***** Extracted entries *****

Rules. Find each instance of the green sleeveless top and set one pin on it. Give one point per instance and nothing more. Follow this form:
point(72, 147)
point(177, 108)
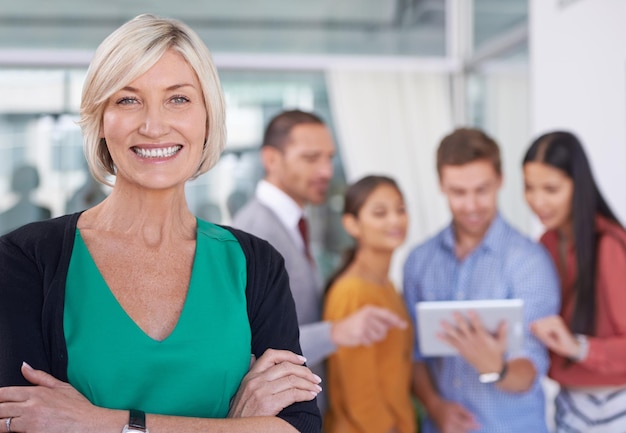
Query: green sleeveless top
point(194, 371)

*****

**Task prompt**. Print every line of the listing above word for word, but leave out the pictures.

**Written solution**.
Rules. Find each instance of the green sleeveless top and set one pin on it. Give one point per instance and nothing more. Follow this form:
point(72, 147)
point(177, 108)
Query: green sleeveless top
point(194, 371)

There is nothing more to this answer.